■ **EXERCISE PROMPT**
Turn the paragraph that begins "Phenotypic variation in sperm" in the sperm selection excerpt into a short bulleted list of its main points.

***** EXCERPT *****

Research Highlights

Written by Cameron A. Schmidt

Phenotypic variation in sperm has generally been explained using a game-theoretic competition model in which males adopt evolutionarily stable strategies that maximize fitness under sexual selection[1]. For example, in mammals, phenotypic variation that enhances swimming velocity and/or sperm number per ejaculate are stabilized in scenarios where there is strong inter-male competition for mates[2]. Following from these observations, motility patterns and counts have been used as heuristic guides for clinical sperm selection, under the straightforward assumption that the highest quality sperm can be identified from an idealized set of competitive features. However, during assisted reproductive technology (ART) applications only intra-male variation in sperm phenotype is under consideration, and the mathematical predictions of sperm competition theory apply only to inter-male variation. Despite the reliance on heuristic methods, there is no unifying theory of sperm selection. This is a particularly salient issue because sperm competition theory addresses the positive or stabilizing selection of sperm phenotypes, but largely ignores the developmental relevance of sperm traits that are under negative or purifying selection, which is of primary concern in ART applications.

***** RECORD EXTRACTS *****

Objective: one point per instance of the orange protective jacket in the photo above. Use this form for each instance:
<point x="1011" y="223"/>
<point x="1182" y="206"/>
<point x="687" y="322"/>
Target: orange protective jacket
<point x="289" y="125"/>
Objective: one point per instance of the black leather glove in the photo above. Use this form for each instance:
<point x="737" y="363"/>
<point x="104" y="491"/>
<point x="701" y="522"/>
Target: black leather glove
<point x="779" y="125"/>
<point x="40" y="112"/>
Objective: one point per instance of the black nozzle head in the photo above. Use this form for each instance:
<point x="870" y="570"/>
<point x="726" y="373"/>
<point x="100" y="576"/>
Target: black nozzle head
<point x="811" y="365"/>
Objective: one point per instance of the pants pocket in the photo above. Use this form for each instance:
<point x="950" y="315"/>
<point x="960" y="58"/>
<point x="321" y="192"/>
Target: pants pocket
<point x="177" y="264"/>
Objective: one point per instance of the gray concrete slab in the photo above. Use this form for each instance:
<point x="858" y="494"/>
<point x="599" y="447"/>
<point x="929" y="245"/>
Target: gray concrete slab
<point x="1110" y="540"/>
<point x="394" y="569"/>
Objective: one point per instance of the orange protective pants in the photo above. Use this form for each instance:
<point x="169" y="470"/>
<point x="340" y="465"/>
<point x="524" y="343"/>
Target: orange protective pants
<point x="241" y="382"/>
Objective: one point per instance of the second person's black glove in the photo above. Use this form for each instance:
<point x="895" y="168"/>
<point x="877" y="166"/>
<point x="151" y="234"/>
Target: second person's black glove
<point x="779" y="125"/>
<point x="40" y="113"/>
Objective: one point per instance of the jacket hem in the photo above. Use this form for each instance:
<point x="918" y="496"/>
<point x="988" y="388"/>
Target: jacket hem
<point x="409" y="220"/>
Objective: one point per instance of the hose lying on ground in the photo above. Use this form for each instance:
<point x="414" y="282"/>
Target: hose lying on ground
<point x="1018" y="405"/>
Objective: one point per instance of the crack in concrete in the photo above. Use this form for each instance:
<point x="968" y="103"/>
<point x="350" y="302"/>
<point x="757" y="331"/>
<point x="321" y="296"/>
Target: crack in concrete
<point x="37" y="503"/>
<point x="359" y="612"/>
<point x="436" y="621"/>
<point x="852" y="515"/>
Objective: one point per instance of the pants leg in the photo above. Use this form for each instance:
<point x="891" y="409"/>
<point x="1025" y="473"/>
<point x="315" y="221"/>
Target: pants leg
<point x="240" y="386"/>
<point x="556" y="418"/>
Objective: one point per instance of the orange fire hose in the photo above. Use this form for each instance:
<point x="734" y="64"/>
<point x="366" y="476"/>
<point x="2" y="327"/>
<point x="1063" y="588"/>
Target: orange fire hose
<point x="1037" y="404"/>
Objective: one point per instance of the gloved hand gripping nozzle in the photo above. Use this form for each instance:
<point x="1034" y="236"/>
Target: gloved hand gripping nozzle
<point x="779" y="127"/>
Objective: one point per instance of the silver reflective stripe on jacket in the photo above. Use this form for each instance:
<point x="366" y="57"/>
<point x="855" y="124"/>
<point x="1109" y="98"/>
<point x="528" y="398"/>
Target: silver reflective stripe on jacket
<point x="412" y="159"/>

*****

■ **EXERCISE RESPONSE**
- Sperm phenotypic variation is usually explained with a game-theoretic competition model, where males adopt evolutionarily stable strategies that maximize fitness under sexual selection.
- In mammals, traits that raise swimming velocity and/or sperm number per ejaculate are stabilized when inter-male competition for mates is strong.
- For this reason, motility patterns and counts serve as heuristic guides for clinical sperm selection. This rests on the assumption that the best sperm can be identified from an idealized set of competitive features.
- In assisted reproductive technology (ART), only intra-male variation matters, but sperm competition theory predicts only inter-male variation.
- There is no unifying theory of sperm selection.
- Sperm competition theory deals with positive or stabilizing selection and largely ignores the developmental relevance of traits under negative or purifying selection. Those traits are the main concern in ART.